**Task goal**
Can you arrange everything in the listing from the line containing "# locate boat window: put" down to its last line as a numbered list, with no blank lines?

**Items listed in a dataset**
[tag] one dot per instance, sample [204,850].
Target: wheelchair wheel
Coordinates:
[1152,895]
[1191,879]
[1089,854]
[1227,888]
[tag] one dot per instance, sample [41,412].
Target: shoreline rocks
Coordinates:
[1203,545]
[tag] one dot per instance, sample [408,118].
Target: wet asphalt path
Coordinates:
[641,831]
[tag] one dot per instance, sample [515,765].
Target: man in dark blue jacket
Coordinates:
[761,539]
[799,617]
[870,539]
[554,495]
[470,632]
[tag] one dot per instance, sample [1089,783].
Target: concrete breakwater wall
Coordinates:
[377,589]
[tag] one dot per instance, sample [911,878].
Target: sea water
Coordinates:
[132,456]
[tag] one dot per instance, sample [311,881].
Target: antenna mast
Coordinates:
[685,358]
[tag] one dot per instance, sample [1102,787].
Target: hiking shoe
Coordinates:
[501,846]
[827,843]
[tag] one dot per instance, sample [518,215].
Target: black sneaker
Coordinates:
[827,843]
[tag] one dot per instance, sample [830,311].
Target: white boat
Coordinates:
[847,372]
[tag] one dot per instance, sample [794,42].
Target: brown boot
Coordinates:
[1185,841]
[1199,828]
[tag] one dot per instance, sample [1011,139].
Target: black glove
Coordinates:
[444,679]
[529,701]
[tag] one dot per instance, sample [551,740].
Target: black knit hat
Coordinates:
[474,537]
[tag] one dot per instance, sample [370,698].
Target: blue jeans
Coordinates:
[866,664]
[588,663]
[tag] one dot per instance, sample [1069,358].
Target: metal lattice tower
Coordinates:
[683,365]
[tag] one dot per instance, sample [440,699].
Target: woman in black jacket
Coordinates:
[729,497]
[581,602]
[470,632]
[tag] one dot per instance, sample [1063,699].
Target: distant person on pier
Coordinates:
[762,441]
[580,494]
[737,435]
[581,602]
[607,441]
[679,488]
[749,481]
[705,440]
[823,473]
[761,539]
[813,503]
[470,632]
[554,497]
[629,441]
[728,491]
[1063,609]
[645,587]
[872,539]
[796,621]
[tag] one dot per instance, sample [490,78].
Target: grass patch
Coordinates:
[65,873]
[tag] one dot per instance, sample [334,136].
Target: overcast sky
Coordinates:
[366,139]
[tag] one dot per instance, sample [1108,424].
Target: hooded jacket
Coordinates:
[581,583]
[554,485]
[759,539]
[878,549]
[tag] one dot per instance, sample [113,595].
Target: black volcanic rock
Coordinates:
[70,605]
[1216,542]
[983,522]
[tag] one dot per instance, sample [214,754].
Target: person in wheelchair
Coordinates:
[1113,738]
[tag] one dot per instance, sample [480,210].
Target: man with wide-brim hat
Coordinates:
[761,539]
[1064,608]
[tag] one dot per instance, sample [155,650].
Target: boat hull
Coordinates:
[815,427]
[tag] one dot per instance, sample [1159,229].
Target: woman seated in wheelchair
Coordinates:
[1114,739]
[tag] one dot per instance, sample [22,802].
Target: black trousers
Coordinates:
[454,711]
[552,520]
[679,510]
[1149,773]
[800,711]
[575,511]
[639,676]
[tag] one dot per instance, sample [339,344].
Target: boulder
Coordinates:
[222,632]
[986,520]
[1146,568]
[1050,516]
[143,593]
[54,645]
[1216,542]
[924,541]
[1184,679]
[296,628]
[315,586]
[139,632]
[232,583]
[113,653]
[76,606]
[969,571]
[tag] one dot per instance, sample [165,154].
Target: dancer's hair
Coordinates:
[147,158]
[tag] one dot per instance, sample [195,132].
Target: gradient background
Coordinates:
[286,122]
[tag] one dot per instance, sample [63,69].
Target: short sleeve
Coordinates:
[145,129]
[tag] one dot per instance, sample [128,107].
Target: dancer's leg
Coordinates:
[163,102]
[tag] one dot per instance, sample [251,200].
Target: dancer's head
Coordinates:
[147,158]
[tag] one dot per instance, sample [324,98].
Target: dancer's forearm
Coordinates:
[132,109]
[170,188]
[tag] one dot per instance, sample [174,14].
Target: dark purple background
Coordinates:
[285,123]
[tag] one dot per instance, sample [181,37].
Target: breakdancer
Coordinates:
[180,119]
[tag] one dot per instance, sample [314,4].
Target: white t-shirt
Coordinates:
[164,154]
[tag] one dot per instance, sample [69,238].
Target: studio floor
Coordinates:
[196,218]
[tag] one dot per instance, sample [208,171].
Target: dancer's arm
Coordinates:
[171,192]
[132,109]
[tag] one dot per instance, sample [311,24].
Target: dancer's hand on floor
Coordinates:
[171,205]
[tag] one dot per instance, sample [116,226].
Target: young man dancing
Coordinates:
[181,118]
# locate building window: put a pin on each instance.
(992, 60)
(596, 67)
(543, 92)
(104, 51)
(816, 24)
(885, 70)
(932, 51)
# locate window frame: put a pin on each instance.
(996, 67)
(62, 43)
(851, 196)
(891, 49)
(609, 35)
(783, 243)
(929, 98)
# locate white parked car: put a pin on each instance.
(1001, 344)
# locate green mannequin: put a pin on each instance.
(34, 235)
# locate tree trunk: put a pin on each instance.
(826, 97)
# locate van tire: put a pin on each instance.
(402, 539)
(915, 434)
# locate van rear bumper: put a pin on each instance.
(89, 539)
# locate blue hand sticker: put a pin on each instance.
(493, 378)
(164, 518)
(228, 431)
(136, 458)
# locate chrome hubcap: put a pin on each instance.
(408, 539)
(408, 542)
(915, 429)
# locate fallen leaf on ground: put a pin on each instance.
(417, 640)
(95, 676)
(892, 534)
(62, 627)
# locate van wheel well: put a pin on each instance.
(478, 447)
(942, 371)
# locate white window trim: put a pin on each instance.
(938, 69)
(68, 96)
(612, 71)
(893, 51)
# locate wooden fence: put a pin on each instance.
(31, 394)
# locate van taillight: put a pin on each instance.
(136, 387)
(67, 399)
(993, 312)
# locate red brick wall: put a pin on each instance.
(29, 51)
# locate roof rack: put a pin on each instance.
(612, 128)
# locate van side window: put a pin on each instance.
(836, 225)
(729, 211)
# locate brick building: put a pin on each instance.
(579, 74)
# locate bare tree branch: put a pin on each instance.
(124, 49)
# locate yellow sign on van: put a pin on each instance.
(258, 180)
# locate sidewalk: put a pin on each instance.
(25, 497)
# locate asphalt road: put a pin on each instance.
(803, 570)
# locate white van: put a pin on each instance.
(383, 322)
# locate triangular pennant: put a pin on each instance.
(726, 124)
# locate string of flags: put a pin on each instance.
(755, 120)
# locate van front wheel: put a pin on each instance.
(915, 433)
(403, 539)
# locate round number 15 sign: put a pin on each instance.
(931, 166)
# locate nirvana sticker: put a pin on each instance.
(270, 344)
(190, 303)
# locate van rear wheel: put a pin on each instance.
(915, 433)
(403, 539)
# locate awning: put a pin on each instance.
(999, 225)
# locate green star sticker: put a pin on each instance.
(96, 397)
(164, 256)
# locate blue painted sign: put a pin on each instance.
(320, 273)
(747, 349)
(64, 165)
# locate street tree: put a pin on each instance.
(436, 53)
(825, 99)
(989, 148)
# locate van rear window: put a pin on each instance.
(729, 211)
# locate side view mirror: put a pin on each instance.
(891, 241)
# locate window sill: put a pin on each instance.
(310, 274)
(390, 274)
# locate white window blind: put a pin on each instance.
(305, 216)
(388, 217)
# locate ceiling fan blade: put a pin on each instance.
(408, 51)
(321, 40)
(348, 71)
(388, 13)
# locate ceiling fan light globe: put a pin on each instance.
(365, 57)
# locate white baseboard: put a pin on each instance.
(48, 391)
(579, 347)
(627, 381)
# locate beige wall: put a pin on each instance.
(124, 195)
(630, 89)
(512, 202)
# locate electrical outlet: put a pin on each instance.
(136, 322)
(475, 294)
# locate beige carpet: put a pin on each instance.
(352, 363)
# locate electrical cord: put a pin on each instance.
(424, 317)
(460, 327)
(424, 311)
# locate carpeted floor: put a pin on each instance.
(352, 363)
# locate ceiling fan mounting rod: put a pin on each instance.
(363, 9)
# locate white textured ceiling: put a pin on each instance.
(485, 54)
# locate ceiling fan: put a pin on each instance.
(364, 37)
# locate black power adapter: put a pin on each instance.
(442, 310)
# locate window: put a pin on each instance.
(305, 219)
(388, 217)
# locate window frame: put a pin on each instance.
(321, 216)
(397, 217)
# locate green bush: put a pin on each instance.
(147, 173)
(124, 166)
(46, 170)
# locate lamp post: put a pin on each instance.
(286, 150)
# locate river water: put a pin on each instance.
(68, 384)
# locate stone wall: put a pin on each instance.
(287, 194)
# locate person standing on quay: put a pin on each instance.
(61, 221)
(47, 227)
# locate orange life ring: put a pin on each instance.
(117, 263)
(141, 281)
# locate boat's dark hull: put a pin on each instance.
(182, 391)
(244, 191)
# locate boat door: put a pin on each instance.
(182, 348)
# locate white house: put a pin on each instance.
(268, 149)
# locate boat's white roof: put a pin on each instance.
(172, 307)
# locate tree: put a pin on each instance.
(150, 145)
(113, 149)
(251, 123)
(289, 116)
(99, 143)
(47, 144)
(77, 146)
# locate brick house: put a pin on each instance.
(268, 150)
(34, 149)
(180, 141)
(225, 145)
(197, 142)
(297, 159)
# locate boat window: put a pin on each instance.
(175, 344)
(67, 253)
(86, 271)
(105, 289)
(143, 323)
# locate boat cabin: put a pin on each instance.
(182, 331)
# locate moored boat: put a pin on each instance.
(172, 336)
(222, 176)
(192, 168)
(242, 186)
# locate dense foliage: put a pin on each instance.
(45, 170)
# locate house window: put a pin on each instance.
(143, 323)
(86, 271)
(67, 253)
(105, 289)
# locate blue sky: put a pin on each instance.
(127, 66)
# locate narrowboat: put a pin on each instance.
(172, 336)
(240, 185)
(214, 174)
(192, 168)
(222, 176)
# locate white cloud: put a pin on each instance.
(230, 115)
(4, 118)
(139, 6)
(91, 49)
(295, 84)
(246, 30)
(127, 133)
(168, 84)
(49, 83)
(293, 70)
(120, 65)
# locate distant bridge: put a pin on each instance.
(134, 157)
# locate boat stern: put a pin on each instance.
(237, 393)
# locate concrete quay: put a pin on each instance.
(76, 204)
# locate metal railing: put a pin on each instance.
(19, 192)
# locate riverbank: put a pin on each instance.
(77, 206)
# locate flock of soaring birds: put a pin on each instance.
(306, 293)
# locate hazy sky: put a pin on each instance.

**Response to the task**
1. # locate boat window: put a pin on each instance.
2. (175, 344)
3. (67, 253)
4. (86, 271)
5. (105, 289)
6. (143, 323)
7. # locate boat cabin: put a pin on each instance.
8. (182, 331)
9. # locate moored boat: put a pin on each instance.
10. (172, 336)
11. (222, 176)
12. (192, 168)
13. (242, 186)
14. # locate dense foliage: put a pin on each instance.
15. (45, 170)
16. # locate house window: put a pin on each instance.
17. (143, 323)
18. (86, 271)
19. (67, 253)
20. (105, 289)
21. # locate blue sky: put a pin on each instance.
22. (127, 66)
23. # locate narrowboat: put a pin on each instance.
24. (172, 336)
25. (240, 185)
26. (214, 174)
27. (192, 168)
28. (222, 176)
29. # locate white cloud: put a pin on each instance.
30. (230, 115)
31. (4, 118)
32. (139, 6)
33. (91, 49)
34. (295, 84)
35. (246, 30)
36. (127, 133)
37. (168, 84)
38. (49, 83)
39. (293, 70)
40. (120, 65)
41. # locate distant bridge: put a pin on each instance.
42. (134, 157)
43. # locate boat stern: put a pin on each instance.
44. (237, 393)
45. # locate concrete quay: put a pin on each instance.
46. (76, 204)
47. # locate metal railing: put a pin on each instance.
48. (19, 192)
49. # locate riverbank: put a pin on each instance.
50. (77, 206)
51. # locate flock of soaring birds: put a pin on each instance.
52. (306, 293)
53. # locate hazy sky: put a pin on each instance.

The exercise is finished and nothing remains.